→ **TO DO**:
Extract every line in the items below that contains the word "quarter", counting only matches with the same uppercase and lowercase letters.

→ **PROVIDED INFORMATION**:
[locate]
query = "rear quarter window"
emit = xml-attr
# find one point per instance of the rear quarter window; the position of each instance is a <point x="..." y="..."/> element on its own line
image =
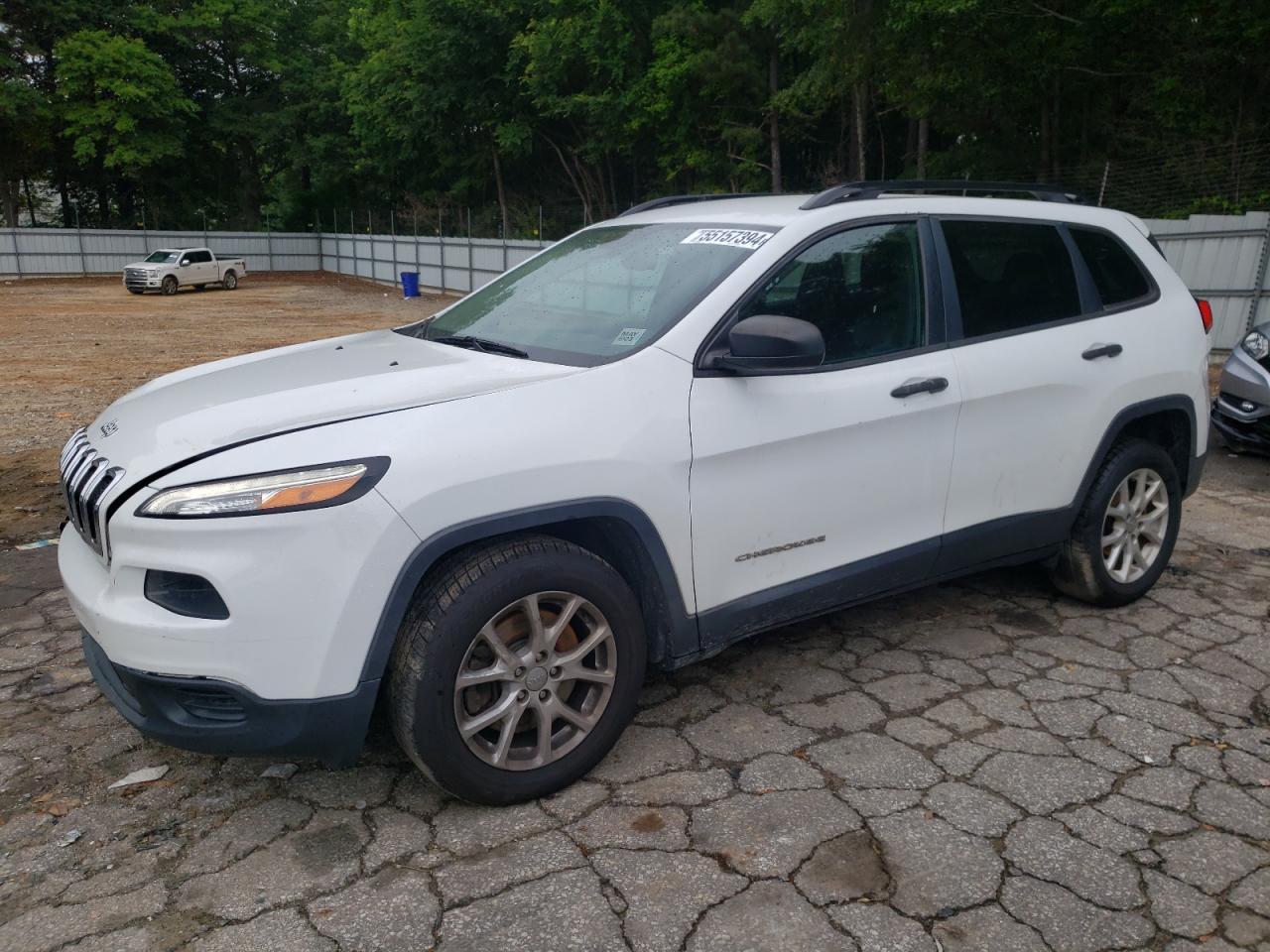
<point x="1010" y="276"/>
<point x="1116" y="273"/>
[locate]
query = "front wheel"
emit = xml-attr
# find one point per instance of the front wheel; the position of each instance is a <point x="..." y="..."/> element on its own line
<point x="516" y="670"/>
<point x="1125" y="531"/>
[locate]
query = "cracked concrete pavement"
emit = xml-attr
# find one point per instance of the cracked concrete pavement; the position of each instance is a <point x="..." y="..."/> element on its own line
<point x="978" y="766"/>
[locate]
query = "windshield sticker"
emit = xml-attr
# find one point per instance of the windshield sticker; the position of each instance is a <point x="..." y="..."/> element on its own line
<point x="731" y="238"/>
<point x="627" y="336"/>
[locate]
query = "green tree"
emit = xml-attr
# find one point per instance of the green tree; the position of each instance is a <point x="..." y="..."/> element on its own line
<point x="121" y="105"/>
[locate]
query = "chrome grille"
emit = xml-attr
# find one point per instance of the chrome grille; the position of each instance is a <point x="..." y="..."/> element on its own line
<point x="86" y="477"/>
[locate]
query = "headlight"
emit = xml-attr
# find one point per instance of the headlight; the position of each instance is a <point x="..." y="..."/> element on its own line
<point x="1257" y="344"/>
<point x="313" y="488"/>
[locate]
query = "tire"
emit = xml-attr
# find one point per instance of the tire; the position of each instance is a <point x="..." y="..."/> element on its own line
<point x="1100" y="572"/>
<point x="444" y="635"/>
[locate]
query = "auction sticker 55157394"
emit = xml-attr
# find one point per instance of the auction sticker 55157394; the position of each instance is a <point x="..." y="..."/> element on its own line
<point x="731" y="238"/>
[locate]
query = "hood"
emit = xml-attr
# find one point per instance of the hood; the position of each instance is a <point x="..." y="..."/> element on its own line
<point x="220" y="404"/>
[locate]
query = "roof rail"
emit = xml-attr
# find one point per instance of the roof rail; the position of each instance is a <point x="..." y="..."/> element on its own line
<point x="666" y="200"/>
<point x="857" y="190"/>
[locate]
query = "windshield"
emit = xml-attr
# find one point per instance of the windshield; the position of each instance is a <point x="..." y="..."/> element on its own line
<point x="598" y="295"/>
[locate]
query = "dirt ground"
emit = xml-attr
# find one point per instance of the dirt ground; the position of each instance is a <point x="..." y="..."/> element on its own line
<point x="70" y="347"/>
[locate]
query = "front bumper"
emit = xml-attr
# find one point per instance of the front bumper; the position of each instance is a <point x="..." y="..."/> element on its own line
<point x="220" y="717"/>
<point x="304" y="593"/>
<point x="1241" y="430"/>
<point x="141" y="282"/>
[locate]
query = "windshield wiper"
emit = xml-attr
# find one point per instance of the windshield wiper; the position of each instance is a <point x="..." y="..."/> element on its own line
<point x="484" y="344"/>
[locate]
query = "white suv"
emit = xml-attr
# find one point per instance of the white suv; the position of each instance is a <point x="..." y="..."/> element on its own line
<point x="662" y="434"/>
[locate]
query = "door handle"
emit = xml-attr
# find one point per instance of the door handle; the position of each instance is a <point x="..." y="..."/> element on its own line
<point x="928" y="385"/>
<point x="1097" y="350"/>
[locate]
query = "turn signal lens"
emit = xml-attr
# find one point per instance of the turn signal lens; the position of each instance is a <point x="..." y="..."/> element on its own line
<point x="1206" y="313"/>
<point x="278" y="492"/>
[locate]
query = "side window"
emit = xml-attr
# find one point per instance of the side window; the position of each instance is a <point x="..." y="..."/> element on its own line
<point x="1010" y="276"/>
<point x="861" y="287"/>
<point x="1116" y="273"/>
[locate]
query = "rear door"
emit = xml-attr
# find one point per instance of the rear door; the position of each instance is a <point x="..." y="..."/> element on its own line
<point x="813" y="488"/>
<point x="1047" y="349"/>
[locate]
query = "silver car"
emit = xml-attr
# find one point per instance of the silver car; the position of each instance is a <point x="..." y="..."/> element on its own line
<point x="1241" y="412"/>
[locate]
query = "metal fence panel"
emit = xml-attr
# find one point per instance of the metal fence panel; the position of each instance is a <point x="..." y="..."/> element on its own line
<point x="1222" y="258"/>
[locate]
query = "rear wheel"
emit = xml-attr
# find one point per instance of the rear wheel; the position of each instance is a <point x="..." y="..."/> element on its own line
<point x="1124" y="535"/>
<point x="516" y="670"/>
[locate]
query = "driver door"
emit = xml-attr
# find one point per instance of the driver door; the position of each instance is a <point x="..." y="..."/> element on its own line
<point x="811" y="489"/>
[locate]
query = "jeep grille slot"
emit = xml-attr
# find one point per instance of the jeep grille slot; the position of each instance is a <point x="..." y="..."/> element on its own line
<point x="86" y="476"/>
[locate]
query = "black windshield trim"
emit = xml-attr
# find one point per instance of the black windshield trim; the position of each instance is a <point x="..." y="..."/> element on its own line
<point x="572" y="358"/>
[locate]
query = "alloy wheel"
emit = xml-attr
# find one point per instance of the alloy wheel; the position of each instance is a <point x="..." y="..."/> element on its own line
<point x="535" y="680"/>
<point x="1134" y="526"/>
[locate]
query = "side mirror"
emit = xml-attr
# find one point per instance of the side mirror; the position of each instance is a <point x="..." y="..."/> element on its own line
<point x="772" y="341"/>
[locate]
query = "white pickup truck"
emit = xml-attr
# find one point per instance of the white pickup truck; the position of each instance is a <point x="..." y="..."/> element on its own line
<point x="169" y="270"/>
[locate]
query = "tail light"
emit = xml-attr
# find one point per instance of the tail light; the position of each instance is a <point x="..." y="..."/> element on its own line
<point x="1206" y="313"/>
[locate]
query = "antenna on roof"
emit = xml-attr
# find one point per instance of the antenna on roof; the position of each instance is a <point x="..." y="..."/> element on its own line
<point x="667" y="200"/>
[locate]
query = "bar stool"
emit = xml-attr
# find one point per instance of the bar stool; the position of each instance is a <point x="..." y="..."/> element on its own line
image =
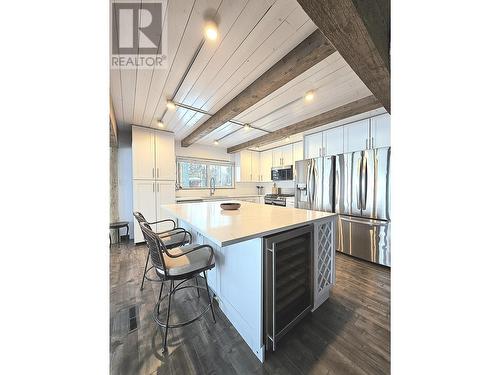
<point x="180" y="263"/>
<point x="171" y="238"/>
<point x="117" y="226"/>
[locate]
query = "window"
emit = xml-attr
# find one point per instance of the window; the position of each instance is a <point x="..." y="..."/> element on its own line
<point x="196" y="173"/>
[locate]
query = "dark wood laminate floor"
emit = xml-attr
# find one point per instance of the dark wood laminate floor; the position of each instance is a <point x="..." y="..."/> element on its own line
<point x="348" y="334"/>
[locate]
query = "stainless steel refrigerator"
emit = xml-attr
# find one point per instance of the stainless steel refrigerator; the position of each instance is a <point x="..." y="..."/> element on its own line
<point x="355" y="185"/>
<point x="314" y="183"/>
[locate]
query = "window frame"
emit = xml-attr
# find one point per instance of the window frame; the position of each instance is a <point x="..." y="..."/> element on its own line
<point x="207" y="163"/>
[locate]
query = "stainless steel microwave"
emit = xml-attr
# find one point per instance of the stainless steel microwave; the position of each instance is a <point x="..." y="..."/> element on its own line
<point x="282" y="173"/>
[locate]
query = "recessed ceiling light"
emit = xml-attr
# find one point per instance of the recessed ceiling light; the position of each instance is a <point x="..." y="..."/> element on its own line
<point x="309" y="96"/>
<point x="171" y="105"/>
<point x="211" y="32"/>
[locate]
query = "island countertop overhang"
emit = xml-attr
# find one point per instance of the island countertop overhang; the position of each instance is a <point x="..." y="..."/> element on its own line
<point x="252" y="220"/>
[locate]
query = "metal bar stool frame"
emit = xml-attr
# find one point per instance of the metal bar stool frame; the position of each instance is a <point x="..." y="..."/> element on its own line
<point x="156" y="249"/>
<point x="174" y="231"/>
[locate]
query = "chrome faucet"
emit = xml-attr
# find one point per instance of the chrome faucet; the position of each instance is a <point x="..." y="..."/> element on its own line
<point x="212" y="186"/>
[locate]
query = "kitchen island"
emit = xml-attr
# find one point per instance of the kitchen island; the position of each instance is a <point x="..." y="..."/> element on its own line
<point x="242" y="276"/>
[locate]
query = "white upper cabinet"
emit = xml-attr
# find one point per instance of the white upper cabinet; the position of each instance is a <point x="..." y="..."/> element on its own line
<point x="144" y="202"/>
<point x="276" y="157"/>
<point x="153" y="154"/>
<point x="255" y="175"/>
<point x="333" y="141"/>
<point x="143" y="151"/>
<point x="313" y="145"/>
<point x="381" y="131"/>
<point x="298" y="151"/>
<point x="283" y="156"/>
<point x="247" y="166"/>
<point x="356" y="136"/>
<point x="286" y="155"/>
<point x="266" y="163"/>
<point x="165" y="156"/>
<point x="243" y="162"/>
<point x="366" y="134"/>
<point x="165" y="194"/>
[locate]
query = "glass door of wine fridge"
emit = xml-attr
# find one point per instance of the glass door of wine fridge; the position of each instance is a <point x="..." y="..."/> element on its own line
<point x="288" y="283"/>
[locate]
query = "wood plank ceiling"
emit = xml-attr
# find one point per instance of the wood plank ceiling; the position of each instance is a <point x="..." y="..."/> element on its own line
<point x="253" y="36"/>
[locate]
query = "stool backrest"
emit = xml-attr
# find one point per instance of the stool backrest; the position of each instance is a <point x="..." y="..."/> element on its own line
<point x="155" y="247"/>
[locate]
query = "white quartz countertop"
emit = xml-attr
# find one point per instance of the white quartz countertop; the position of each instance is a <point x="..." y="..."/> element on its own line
<point x="252" y="220"/>
<point x="215" y="197"/>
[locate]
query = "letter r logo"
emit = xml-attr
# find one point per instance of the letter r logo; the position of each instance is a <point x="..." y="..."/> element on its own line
<point x="136" y="28"/>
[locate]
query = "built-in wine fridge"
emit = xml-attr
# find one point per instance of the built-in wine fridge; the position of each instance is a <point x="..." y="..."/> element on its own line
<point x="288" y="283"/>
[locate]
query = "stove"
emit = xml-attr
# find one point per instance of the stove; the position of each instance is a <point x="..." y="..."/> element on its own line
<point x="277" y="199"/>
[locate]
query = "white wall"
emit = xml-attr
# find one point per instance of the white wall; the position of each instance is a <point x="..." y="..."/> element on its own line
<point x="125" y="198"/>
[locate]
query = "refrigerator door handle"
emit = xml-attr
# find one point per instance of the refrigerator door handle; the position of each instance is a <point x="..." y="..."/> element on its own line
<point x="313" y="180"/>
<point x="308" y="184"/>
<point x="364" y="179"/>
<point x="359" y="184"/>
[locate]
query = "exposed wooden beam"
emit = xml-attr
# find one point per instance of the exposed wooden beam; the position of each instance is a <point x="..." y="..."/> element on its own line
<point x="360" y="30"/>
<point x="351" y="109"/>
<point x="113" y="128"/>
<point x="308" y="53"/>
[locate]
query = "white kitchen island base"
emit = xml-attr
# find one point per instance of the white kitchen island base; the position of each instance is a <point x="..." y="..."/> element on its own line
<point x="238" y="277"/>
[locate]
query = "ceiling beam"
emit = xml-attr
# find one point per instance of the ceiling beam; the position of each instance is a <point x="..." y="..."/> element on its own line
<point x="351" y="109"/>
<point x="360" y="30"/>
<point x="308" y="53"/>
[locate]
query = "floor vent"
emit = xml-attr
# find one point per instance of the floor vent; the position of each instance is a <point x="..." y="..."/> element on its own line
<point x="132" y="318"/>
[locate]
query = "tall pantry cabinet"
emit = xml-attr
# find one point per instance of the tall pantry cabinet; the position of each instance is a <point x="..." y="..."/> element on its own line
<point x="153" y="173"/>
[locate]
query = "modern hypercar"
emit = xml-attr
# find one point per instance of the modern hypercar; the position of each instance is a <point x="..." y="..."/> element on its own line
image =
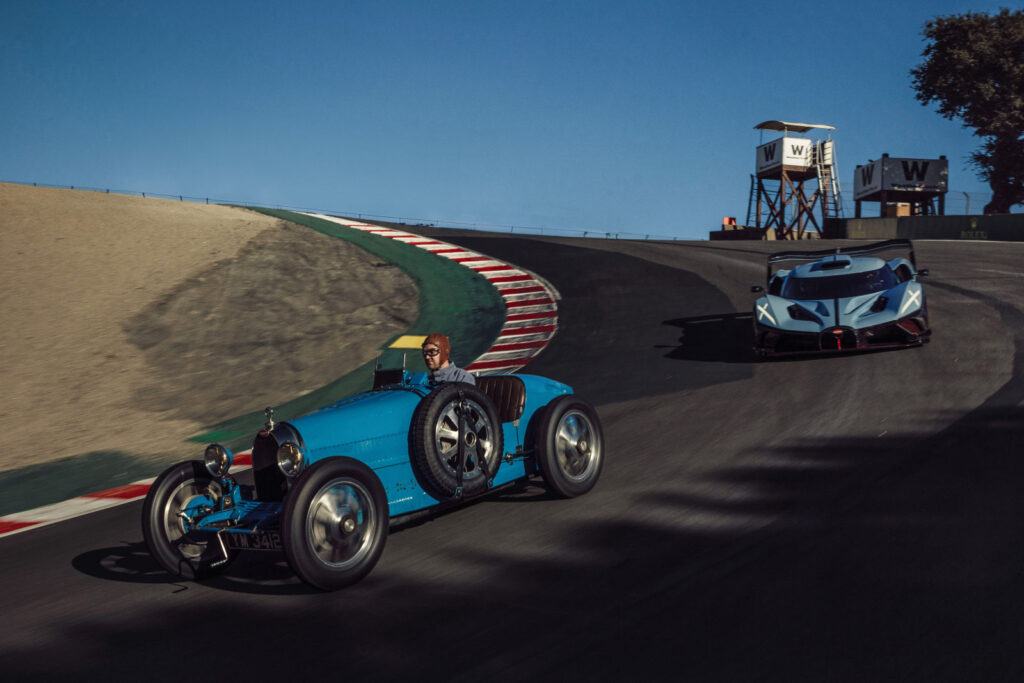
<point x="327" y="485"/>
<point x="841" y="300"/>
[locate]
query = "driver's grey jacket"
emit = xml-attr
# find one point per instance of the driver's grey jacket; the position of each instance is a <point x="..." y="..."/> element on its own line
<point x="451" y="373"/>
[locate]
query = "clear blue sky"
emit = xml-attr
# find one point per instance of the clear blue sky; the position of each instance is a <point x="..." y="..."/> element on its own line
<point x="629" y="116"/>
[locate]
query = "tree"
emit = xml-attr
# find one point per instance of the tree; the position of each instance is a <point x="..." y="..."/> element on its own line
<point x="974" y="70"/>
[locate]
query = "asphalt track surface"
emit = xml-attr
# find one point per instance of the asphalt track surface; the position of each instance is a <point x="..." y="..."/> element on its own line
<point x="841" y="518"/>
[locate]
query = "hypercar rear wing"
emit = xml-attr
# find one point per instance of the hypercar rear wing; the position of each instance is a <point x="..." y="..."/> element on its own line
<point x="866" y="250"/>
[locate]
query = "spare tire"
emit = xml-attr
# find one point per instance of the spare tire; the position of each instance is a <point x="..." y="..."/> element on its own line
<point x="452" y="416"/>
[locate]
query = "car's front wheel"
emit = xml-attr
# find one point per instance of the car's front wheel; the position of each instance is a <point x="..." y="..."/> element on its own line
<point x="175" y="501"/>
<point x="335" y="523"/>
<point x="570" y="445"/>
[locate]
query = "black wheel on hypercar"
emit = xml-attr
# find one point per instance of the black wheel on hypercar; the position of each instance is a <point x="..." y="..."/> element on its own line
<point x="570" y="445"/>
<point x="179" y="495"/>
<point x="335" y="523"/>
<point x="453" y="416"/>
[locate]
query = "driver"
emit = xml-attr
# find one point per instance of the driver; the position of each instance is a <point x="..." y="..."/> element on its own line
<point x="436" y="349"/>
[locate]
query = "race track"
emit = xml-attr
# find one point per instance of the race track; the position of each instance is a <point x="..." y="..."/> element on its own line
<point x="843" y="518"/>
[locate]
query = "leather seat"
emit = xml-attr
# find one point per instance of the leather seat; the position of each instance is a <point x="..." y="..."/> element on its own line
<point x="508" y="393"/>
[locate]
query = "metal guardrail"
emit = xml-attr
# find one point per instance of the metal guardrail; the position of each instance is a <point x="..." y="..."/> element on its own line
<point x="412" y="222"/>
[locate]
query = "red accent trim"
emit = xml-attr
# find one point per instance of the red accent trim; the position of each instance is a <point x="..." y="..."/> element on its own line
<point x="527" y="331"/>
<point x="6" y="526"/>
<point x="520" y="290"/>
<point x="529" y="316"/>
<point x="517" y="346"/>
<point x="528" y="302"/>
<point x="511" y="363"/>
<point x="510" y="279"/>
<point x="125" y="493"/>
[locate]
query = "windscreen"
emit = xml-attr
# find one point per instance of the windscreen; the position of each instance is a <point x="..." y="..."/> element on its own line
<point x="840" y="287"/>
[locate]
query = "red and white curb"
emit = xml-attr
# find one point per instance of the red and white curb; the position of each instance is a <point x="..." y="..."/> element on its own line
<point x="530" y="311"/>
<point x="530" y="322"/>
<point x="49" y="514"/>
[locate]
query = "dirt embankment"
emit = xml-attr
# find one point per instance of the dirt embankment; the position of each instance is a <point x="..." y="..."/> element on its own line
<point x="129" y="324"/>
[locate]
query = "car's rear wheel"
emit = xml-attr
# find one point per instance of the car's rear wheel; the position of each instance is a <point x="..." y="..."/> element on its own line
<point x="457" y="421"/>
<point x="335" y="523"/>
<point x="175" y="500"/>
<point x="570" y="445"/>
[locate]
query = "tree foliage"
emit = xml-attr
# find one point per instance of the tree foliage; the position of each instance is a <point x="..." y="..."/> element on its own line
<point x="974" y="71"/>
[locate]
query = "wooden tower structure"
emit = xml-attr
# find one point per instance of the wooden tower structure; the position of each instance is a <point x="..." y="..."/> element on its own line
<point x="796" y="184"/>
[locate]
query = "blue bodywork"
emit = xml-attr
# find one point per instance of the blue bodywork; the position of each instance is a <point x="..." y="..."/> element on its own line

→ **OUTPUT OF THE TASK**:
query = "rear quarter window"
# find one point per instance of the rear quarter window; the position of each instance is a <point x="..." y="..."/> element on its own line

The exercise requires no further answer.